Tâches à réaliser:
A – Transcrivez fidèlement le passage du texte sur le pistage publicitaire des smartphones, de « Chaque fois qu’une » à « de protection ! ».
B – Pour chaque affirmation ci-dessous, indiquez par oui ou par non si elle concorde avec le texte sur le pistage publicitaire des smartphones, puis citez mot pour mot les termes du texte qui tranchent. (i) Seule l'entreprise dont l'annonce remporte l'enchère reçoit des données sur l'utilisateur. (ii) Les applications météo font partie des applications qui partagent des informations avec les courtiers en données. (iii) Nos appareils doivent être à l'écoute pour qu'on puisse établir un profil détaillé de nous.

Extrait du document:

Vous avez probablement déjà entendu la rumeur : nos smartphones sont toujours à l’écoute. Or, la vérité est que nos appareils n’ont pas besoin de le faire. Les informations partagées avec les courtiers en données par pratiquement toutes les applications de votre smartphone, allant des jeux aux applications météo, sont plus que suffisantes pour créer un profil détaillé sur vous. Pendant longtemps, le « suivi en ligne » supposait que les moteurs de recherche, les systèmes publicitaires et les annonces connaissaient tous les sites Internet que vous visitiez. Cependant, depuis la généralisation des smartphones, la situation s’est considérablement aggravée : les annonceurs connaissent désormais les lieux où vous vous rendez physiquement et la fréquence de vos déplacements. Comment font-ils ?
Chaque fois qu’une application mobile s’apprête à diffuser une annonce, une vente aux enchères éclair a lieu pour déterminer l’annonce à afficher en fonction des données communiquées par votre smartphone. Et bien que vous ne voyiez que l’annonce gagnante, chacun des participants à l’enchère reçoit des données sur le destinataire potentiel, c’est-à-dire vous. Une expérience récente a illustré le nombre d’entreprises qui reçoivent ces informations, leur degré de détail et l’inefficacité des fonctions intégrées dans les smartphones, comme « Ne pas suivre » et « Refuser les publicités personnalisées », lorsqu’il s’agit de protéger les utilisateurs. Nous recommandons néanmoins quelques mesures de protection !

Données fournies:
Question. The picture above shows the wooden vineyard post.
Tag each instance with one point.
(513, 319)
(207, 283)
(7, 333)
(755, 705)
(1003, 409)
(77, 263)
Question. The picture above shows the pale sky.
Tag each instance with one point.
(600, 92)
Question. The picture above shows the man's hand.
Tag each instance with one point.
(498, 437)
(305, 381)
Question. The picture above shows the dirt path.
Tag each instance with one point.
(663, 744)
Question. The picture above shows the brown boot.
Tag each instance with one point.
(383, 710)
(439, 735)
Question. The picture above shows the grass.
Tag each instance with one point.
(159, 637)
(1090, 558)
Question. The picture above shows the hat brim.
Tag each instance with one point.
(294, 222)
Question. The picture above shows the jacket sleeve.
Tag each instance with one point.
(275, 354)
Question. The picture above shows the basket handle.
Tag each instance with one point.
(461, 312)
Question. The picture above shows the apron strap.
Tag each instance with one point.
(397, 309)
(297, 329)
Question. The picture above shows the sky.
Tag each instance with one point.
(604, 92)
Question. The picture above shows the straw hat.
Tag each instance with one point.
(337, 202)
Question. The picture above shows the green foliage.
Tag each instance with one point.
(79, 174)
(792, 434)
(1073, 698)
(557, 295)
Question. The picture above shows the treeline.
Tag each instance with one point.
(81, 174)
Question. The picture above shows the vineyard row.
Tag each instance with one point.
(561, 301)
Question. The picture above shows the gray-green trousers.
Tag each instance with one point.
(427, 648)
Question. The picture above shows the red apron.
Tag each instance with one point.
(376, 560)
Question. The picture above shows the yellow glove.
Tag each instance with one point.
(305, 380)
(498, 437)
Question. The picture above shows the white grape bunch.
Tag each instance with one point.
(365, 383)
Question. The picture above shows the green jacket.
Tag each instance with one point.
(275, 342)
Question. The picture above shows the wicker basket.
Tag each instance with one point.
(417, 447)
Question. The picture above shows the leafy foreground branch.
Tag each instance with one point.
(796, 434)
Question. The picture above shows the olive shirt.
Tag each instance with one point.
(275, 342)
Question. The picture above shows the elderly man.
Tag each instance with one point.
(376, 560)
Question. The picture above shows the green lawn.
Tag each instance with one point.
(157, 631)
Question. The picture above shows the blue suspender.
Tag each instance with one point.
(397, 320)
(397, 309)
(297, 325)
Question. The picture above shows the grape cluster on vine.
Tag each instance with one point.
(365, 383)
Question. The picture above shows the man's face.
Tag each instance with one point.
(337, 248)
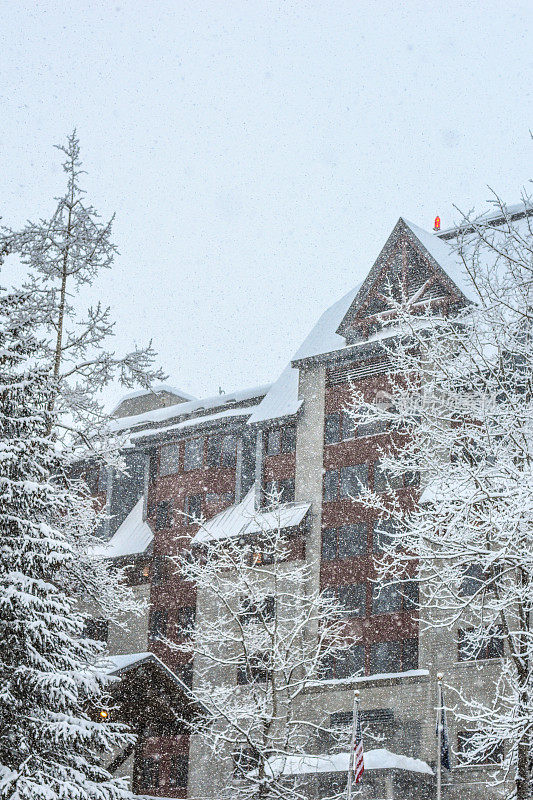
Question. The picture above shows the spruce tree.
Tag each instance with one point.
(52, 742)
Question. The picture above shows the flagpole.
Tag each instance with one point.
(439, 734)
(352, 743)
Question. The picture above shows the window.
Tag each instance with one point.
(345, 664)
(192, 509)
(163, 515)
(221, 451)
(472, 581)
(394, 597)
(274, 442)
(466, 745)
(351, 540)
(158, 623)
(159, 569)
(185, 620)
(331, 484)
(353, 479)
(284, 489)
(169, 458)
(352, 598)
(193, 455)
(252, 672)
(244, 760)
(184, 672)
(384, 530)
(396, 656)
(179, 771)
(338, 426)
(214, 449)
(344, 542)
(332, 428)
(347, 426)
(220, 497)
(469, 647)
(152, 466)
(385, 480)
(265, 610)
(288, 439)
(229, 451)
(149, 773)
(346, 482)
(386, 598)
(96, 629)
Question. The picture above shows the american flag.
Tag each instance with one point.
(358, 760)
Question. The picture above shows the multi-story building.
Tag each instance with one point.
(206, 456)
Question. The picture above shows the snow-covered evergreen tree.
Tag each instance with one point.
(461, 403)
(64, 254)
(51, 744)
(262, 635)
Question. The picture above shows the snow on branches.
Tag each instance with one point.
(460, 416)
(51, 745)
(261, 636)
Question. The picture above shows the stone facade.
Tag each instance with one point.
(199, 455)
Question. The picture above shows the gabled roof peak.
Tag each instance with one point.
(415, 264)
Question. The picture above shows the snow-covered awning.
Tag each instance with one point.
(282, 400)
(132, 537)
(244, 519)
(339, 762)
(118, 665)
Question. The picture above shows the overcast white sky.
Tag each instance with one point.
(258, 154)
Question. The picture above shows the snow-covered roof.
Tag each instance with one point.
(243, 518)
(339, 762)
(190, 407)
(132, 537)
(282, 398)
(378, 676)
(194, 422)
(445, 256)
(159, 387)
(155, 389)
(119, 664)
(513, 210)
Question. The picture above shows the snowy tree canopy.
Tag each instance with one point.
(460, 414)
(51, 744)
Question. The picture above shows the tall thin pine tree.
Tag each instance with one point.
(51, 746)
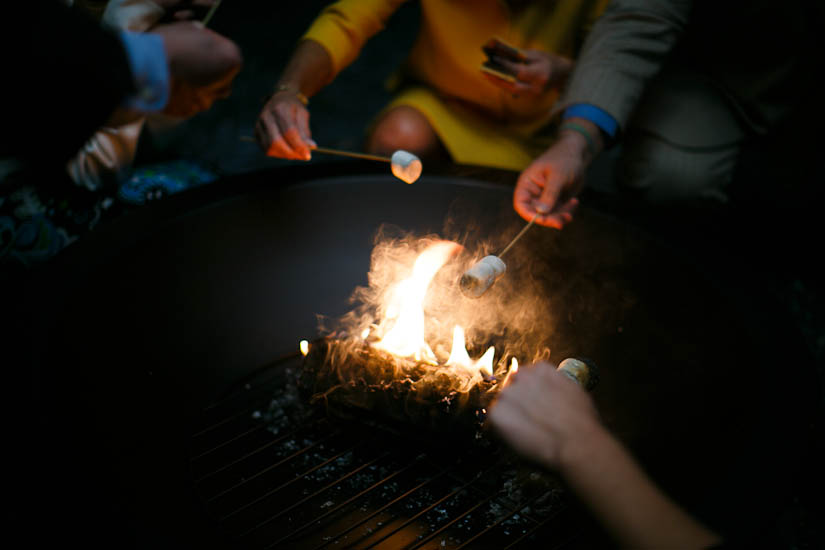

Solutions par tâche:
A –
Chaque fois qu’une application mobile s’apprête à diffuser une annonce, une vente aux enchères éclair a lieu pour déterminer l’annonce à afficher en fonction des données communiquées par votre smartphone. Et bien que vous ne voyiez que l’annonce gagnante, chacun des participants à l’enchère reçoit des données sur le destinataire potentiel, c’est-à-dire vous. Une expérience récente a illustré le nombre d’entreprises qui reçoivent ces informations, leur degré de détail et l’inefficacité des fonctions intégrées dans les smartphones, comme « Ne pas suivre » et « Refuser les publicités personnalisées », lorsqu’il s’agit de protéger les utilisateurs. Nous recommandons néanmoins quelques mesures de protection !

B –
(i) Non : « chacun des participants à l’enchère reçoit des données sur le destinataire potentiel, c’est-à-dire vous ».
(ii) Oui : « pratiquement toutes les applications de votre smartphone, allant des jeux aux applications météo ».
(iii) Non : « la vérité est que nos appareils n’ont pas besoin de le faire ».